WHAT TO PRODUCE:
Reproduce only the lines that run from the line containing "Teacher note: indicate the headlight" to the end of the entries below, exactly as they stand.

STUDY MATERIAL:
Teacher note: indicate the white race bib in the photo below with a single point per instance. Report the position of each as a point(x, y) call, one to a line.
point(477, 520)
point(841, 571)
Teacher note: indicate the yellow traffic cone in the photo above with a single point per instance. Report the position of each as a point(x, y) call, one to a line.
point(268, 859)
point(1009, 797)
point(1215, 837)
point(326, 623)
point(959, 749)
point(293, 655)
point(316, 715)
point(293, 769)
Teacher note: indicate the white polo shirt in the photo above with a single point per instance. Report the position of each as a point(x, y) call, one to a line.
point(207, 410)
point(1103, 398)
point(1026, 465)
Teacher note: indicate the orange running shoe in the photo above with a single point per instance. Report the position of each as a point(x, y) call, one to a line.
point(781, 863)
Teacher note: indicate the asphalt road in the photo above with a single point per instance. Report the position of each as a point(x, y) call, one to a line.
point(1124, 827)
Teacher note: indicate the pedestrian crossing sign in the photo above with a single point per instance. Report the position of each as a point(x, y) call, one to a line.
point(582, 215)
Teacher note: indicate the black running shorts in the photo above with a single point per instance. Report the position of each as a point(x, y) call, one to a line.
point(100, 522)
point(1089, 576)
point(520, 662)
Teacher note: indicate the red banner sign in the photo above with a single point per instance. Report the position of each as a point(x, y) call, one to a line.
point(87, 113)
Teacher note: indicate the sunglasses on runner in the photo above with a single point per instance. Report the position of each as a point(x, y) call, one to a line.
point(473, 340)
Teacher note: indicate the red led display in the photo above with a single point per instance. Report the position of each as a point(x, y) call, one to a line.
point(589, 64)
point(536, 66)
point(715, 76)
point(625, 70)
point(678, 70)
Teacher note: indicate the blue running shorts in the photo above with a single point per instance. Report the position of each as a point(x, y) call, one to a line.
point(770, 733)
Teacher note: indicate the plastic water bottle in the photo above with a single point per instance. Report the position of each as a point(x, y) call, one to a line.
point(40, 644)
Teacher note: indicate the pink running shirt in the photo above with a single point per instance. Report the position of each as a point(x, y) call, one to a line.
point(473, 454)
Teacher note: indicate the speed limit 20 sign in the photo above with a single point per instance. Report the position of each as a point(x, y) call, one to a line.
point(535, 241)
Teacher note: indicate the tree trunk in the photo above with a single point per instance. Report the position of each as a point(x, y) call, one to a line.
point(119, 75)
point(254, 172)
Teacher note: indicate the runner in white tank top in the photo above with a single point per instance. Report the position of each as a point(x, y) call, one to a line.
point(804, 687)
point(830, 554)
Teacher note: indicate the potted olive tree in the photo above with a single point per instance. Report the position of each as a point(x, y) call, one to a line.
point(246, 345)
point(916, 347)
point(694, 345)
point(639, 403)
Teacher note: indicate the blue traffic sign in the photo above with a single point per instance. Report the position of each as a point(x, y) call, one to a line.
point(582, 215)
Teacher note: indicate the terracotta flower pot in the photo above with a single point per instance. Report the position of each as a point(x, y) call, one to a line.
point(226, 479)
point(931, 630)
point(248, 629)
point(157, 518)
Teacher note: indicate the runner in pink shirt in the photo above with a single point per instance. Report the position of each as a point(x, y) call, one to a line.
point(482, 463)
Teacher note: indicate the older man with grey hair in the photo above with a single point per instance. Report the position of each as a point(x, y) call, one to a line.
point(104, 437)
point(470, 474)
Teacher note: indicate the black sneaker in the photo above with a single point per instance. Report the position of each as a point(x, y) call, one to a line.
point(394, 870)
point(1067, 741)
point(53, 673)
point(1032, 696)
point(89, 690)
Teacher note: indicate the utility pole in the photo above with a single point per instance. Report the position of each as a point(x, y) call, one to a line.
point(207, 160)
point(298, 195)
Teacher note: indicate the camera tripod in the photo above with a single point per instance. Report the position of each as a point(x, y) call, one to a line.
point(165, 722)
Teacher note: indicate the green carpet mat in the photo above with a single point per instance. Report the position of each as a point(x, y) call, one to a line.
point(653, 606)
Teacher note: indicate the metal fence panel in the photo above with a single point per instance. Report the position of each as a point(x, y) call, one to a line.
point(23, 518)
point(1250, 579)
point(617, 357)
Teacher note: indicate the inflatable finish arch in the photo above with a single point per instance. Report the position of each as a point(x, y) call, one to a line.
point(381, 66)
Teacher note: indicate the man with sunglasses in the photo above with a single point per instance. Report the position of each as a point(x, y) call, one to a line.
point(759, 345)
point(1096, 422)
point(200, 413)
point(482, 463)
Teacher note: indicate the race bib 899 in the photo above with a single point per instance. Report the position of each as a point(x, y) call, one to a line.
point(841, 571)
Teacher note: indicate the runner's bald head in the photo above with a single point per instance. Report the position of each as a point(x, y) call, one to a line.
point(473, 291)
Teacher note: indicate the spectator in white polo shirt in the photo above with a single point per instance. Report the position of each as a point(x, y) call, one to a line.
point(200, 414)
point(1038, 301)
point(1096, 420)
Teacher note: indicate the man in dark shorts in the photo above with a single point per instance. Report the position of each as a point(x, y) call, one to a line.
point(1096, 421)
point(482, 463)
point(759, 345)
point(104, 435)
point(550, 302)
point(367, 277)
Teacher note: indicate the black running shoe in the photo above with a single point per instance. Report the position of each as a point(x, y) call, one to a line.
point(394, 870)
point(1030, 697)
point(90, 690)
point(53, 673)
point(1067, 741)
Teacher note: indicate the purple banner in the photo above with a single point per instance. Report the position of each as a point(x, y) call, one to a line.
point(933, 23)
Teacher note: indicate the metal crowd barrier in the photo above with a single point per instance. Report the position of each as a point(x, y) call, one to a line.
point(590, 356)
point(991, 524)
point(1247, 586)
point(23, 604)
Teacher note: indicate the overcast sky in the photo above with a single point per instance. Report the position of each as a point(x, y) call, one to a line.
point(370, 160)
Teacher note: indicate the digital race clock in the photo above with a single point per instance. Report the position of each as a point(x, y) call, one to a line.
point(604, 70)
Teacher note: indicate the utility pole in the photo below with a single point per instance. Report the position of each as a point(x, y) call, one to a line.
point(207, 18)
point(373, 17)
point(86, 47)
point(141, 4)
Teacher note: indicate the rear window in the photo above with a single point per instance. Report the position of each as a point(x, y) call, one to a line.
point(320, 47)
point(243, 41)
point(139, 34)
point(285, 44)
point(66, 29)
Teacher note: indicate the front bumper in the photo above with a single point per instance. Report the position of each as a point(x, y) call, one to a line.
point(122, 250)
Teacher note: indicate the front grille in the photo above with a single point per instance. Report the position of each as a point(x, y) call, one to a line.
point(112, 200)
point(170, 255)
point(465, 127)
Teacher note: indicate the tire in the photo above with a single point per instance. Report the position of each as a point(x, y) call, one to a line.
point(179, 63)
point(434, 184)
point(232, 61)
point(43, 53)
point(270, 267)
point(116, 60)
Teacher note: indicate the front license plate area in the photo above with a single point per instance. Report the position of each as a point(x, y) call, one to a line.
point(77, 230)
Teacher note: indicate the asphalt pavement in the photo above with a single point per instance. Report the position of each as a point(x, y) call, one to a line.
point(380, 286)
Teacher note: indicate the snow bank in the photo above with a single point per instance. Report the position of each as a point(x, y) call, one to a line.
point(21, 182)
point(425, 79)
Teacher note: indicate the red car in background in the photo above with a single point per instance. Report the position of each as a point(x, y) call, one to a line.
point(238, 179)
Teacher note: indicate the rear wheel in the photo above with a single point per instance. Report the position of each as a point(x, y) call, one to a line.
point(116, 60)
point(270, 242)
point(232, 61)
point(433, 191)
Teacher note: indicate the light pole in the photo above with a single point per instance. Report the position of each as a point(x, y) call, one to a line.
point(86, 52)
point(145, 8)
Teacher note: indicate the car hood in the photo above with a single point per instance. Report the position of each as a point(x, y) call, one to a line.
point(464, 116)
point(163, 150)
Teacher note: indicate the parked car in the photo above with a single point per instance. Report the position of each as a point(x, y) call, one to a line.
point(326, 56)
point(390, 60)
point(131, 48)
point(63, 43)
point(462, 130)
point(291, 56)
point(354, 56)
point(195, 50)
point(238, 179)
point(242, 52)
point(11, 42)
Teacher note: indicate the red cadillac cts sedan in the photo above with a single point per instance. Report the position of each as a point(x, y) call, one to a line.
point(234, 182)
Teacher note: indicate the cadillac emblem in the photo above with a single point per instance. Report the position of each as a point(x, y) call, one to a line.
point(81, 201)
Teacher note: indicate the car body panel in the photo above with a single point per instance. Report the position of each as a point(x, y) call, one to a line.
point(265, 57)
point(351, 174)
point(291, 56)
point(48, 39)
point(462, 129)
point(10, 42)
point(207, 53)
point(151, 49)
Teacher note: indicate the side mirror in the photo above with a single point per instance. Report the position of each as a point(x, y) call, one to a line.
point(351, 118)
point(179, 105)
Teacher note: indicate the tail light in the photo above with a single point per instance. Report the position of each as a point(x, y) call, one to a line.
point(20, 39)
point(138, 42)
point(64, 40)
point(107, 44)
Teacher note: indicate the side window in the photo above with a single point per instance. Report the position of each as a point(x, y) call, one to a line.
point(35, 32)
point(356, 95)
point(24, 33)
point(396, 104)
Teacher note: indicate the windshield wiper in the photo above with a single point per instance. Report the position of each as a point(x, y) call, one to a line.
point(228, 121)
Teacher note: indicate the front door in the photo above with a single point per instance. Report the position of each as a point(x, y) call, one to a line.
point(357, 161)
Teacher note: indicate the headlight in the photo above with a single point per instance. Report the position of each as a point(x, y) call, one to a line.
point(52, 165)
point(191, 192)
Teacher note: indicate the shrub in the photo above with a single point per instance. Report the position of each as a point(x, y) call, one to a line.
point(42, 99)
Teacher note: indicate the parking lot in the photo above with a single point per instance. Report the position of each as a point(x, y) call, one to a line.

REPLY:
Teacher note: indicate the headlight in the photo above with a single point per instance. Report the position of each as a point(x, y) call, one to a line.
point(52, 165)
point(191, 192)
Teacher note: indicate the shrub in the photo above with a single point per instance. Report the position of each as a point(x, y) call, one to a line.
point(42, 99)
Teacher note: indicate the parking lot in the photo above with a single point per instance. Report the position of each as a point(x, y) call, one to a line.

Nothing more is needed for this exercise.